■ What to work on:
The required output is the exact sequence of lines from the line holding "of the metal" to the end of the records, inclusive.

■ Data lines:
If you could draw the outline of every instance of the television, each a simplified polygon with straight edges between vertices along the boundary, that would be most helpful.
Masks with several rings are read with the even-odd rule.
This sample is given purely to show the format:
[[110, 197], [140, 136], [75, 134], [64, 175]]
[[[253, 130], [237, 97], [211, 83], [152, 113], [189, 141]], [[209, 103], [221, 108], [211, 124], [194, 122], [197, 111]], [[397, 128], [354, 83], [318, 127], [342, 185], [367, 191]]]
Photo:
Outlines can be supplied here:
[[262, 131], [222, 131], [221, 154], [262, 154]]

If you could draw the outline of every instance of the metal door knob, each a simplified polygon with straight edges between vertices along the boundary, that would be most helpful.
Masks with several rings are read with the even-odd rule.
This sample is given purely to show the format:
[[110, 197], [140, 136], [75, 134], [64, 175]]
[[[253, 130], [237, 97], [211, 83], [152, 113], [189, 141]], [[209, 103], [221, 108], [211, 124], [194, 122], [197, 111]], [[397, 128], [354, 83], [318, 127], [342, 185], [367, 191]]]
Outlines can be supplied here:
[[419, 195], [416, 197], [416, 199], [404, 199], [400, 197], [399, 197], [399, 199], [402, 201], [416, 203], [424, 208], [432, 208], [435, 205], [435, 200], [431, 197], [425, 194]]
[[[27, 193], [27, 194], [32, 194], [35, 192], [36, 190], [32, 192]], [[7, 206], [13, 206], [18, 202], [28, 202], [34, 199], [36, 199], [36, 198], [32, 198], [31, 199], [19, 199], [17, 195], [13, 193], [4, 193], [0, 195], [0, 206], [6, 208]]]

■ Worked solution:
If you could draw the outline of every instance of the metal door knob, each a simplified polygon with straight edges between vertices along the boundary, that would be most helpful.
Masks with several rings are read with the even-odd rule.
This sample is given purely to show the format:
[[110, 197], [140, 136], [75, 134], [64, 175]]
[[[253, 130], [237, 97], [211, 83], [152, 113], [189, 141]], [[209, 103], [221, 108], [211, 124], [194, 122], [197, 111]], [[397, 128], [354, 83], [318, 127], [342, 185], [367, 191]]]
Outlines can be supplied here:
[[419, 195], [416, 197], [416, 199], [404, 199], [400, 197], [399, 197], [399, 199], [402, 201], [416, 203], [424, 208], [432, 208], [435, 205], [435, 200], [431, 197], [425, 194]]
[[[27, 193], [27, 194], [32, 194], [35, 192], [36, 190], [32, 192]], [[7, 206], [13, 206], [18, 202], [28, 202], [34, 199], [36, 199], [36, 198], [32, 198], [31, 199], [19, 199], [17, 195], [13, 193], [4, 193], [0, 195], [0, 206], [6, 208]]]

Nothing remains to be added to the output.